# Short problem
Rewrite every line from the one containing "Return a point for each instance of the metal" down to the end of the entries, requests included. Multiply each coordinate in the answers by 1.85 and round it to a whole number, rounding halves up.

====== Material supplied

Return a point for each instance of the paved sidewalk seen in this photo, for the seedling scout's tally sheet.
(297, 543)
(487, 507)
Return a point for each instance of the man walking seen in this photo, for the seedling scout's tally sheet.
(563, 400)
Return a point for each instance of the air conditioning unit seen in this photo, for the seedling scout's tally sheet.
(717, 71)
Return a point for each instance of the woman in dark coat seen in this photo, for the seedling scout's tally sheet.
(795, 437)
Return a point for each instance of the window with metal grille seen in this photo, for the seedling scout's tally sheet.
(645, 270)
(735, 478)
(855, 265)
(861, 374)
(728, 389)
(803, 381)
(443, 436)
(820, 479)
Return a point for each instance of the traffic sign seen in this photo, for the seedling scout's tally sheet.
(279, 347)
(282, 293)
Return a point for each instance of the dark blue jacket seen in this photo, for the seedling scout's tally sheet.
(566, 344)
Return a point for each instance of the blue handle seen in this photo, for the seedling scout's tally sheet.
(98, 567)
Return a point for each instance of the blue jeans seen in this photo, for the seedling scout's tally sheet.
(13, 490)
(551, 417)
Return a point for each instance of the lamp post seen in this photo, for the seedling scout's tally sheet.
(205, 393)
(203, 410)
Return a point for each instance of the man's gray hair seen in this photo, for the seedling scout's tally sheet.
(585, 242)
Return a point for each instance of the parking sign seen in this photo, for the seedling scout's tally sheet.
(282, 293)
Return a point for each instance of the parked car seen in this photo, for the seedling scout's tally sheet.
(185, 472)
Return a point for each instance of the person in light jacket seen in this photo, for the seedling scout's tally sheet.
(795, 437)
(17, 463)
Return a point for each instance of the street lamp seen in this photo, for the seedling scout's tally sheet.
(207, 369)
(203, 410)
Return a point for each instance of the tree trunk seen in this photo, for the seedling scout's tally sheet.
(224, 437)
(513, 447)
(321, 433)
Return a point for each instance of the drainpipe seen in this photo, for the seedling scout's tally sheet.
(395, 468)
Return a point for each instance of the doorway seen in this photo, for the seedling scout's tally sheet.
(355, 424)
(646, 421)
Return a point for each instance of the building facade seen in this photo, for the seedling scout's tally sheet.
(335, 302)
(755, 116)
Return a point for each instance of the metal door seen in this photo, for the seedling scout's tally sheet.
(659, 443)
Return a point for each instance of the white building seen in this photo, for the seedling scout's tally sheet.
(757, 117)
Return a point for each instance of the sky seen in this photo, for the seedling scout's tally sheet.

============

# Answer to the task
Return a point for each instance of the metal door seen in this photo, for the seedling scout's tally sheet.
(1219, 820)
Return a point for each instance of the white building seen in this photo, for the seedling scout's tally sheet.
(1400, 216)
Return a point for each instance of the sky seen in this photo, for the seedling scout's tally sheet.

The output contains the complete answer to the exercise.